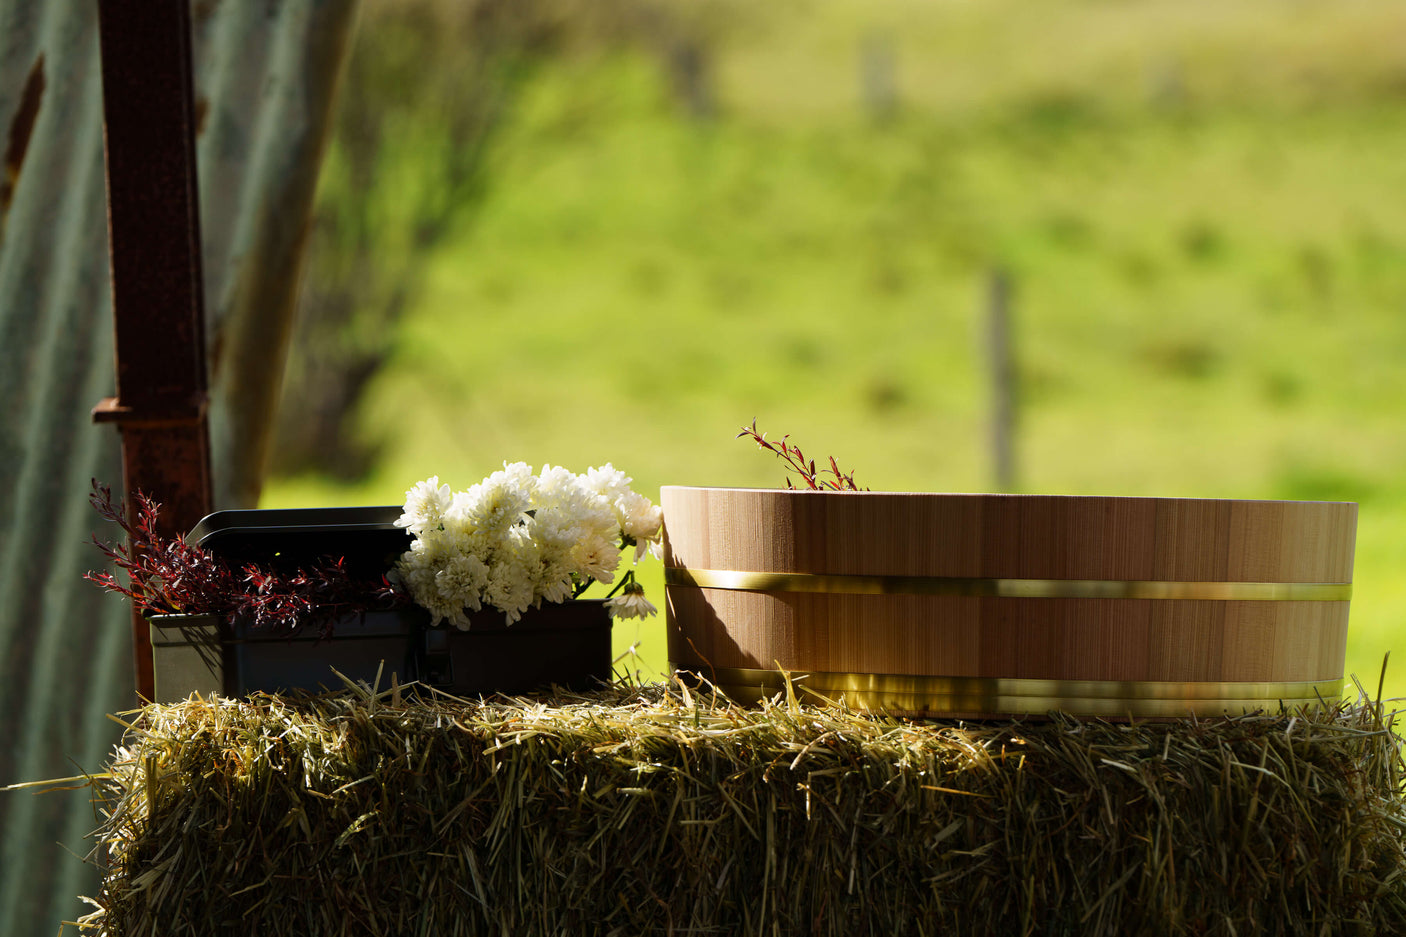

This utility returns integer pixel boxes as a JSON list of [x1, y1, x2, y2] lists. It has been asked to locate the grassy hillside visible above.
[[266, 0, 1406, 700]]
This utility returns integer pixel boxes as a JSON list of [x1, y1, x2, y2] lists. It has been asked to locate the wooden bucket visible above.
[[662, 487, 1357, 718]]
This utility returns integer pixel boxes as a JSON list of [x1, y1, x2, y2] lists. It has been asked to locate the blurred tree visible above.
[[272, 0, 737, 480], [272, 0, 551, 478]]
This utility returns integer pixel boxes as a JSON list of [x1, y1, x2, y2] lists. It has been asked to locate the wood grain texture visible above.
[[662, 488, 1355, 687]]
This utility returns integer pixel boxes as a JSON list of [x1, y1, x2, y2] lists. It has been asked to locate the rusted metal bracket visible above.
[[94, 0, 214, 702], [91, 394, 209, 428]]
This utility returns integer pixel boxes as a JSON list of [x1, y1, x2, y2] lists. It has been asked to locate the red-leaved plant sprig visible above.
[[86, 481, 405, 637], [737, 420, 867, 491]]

──────────

Keep every word of the records and none of the pictures when you print them again.

This utility returns integer pixel boxes as a JSON list of [x1, y1, x2, y2] lists. It has been asked to locate the grassy hillside visible above.
[[266, 0, 1406, 700]]
This utility returns integer pixel boxes as a JSON list of [x1, y1, x2, y2] lists. It has been asked to locate the wooden bucket visible above.
[[662, 487, 1357, 718]]
This utility returns integer pixel boxes as a JSON list of [x1, y1, x2, y2] lists. It has been asked to locate the blurred tree visible above.
[[272, 0, 737, 480], [272, 0, 551, 478]]
This utility returns integer pixel boxes as a JSON list of [x1, y1, x2, y2] lists. It has been asked to locate the wood grain texture visible above.
[[662, 488, 1355, 687]]
This utility returns integer pixel boxes as a JSON list of [x1, y1, x2, y2] lists. It has been asked to locate the rusted metal bracket visible above.
[[94, 0, 214, 702], [91, 394, 209, 428]]
This utility returns integer pixel boxes as a JSON list of [x1, y1, x2, y2] lists. It has been asked to locate the red-leaved plant sprig visible above.
[[86, 481, 405, 637], [737, 420, 867, 491]]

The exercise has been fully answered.